• _PASSAGE GIVEN_:
********************

Not listed: ability to route through very restrictive network setups ("galvanically isolated" networks.) MQs, being latency insensitive, can even go over protocols like e-mail.


Nice one. #11.


Side note, I think the picture are of White Geese and not ducks.


I had the same thought. However.

http://www.flickr.com/photos/david-hilgart/4142396713/

If the photographer calls them ducks, who am I to argue?


Great stuff. We used message queues when rewriting major components from an ancient VFP Client heavy application to newer C# code running on an application server. It enabled both asynchronous work as well as ordered operations.


In the freezing cold at Clapham waiting for a train, so not much time here to dig deeper. However, the elasticity part is interesting, and I'd like very much to know what that really means in context.

Other than that I've worked with messages queues a lot over the years, 'specially in the late '90s/early 2000's. Cutting to the chase - I have a problem with message queues, in that they tend to add a lot of bloat (in terms of both deployment size and integration cost) and in return don't solve a very difficult problem.

First and foremost, "message queue" is really just store and forward. This is hugely relevant in today's mobile world. Being able to edit a row in a database while on the London Underground, and knowing that it will just sync up the next time I connect to a network is a big thing.

That said, other than elasticity I'd like very much to know how this is different to MQ Series or MSMQ. Things like in-order delivery and guaranteed delivery are not a big deal to achieve.

Guaranteed delivery is super easy. When uploading, you call and the server with your payload, and inspect the server response. If the response is an acknowledge/success you've guaranteed delivery. Downloading a message requires two calls - the first to get the payload, the second to confirm back to the server that you've received it. Again, guaranteed delivery, done! If either the upload or download fails then just keep trying until it works. It doesn't matter if the server gets the data 20 times, it only needs to record one receipt. "Only once" delivery is the same - the server just discards subsequent uploads from clients that didn't get the appropriate response, for whatever reason.

********************

• _TASK 1_: List every kind of delivery named in the comment thread on message queues.
• _TASK 2_: According to the comment thread on message queues, how many calls does downloading a message require, and what is each one for?
The data that follows comes from a different source than the comment thread.

• _LISTED ENTRIES_:
********************

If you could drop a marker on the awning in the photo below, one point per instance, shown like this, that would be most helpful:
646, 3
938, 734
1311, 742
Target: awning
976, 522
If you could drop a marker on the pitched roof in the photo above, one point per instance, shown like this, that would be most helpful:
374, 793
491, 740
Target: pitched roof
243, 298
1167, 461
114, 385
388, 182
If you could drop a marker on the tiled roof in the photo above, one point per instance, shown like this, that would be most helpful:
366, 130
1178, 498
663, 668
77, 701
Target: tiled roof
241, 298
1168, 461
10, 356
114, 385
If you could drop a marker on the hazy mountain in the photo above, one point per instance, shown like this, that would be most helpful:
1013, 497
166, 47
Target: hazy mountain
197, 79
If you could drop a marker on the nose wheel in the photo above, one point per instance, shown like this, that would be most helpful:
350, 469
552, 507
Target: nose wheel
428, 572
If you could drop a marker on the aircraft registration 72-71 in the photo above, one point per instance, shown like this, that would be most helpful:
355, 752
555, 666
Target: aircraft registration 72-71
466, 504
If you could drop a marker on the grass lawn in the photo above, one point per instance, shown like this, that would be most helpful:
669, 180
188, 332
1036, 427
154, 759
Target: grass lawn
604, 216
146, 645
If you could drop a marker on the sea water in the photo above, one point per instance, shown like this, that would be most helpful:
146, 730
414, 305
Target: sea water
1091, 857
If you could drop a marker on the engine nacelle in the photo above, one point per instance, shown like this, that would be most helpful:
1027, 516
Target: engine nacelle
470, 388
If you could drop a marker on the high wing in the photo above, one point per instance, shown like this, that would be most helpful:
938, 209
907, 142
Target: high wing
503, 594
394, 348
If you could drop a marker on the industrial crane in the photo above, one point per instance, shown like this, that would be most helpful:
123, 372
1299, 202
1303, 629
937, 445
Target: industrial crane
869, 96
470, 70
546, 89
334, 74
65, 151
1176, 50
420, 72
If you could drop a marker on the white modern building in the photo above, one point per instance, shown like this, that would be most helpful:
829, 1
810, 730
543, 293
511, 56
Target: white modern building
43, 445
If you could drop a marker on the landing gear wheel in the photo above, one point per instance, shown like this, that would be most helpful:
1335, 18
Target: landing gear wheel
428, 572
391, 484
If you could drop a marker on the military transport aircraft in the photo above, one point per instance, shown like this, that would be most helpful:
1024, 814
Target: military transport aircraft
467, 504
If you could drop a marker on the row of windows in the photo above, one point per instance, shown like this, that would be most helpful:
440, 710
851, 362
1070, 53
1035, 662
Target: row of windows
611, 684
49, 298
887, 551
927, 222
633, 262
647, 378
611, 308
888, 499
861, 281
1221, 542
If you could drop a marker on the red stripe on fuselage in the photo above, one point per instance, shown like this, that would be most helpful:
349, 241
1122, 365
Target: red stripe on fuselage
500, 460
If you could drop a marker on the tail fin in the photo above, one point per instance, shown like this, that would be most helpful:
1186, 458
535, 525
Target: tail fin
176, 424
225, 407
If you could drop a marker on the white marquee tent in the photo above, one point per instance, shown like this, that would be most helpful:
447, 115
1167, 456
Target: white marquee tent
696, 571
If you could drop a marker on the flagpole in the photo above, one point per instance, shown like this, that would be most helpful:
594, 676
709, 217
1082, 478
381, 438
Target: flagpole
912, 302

********************

• _FINAL RESULT 1_:
- In-order delivery
- Guaranteed delivery
- "Only once" delivery

• _FINAL RESULT 2_: Two calls: the first gets the payload, and the second confirms to the server that it was received.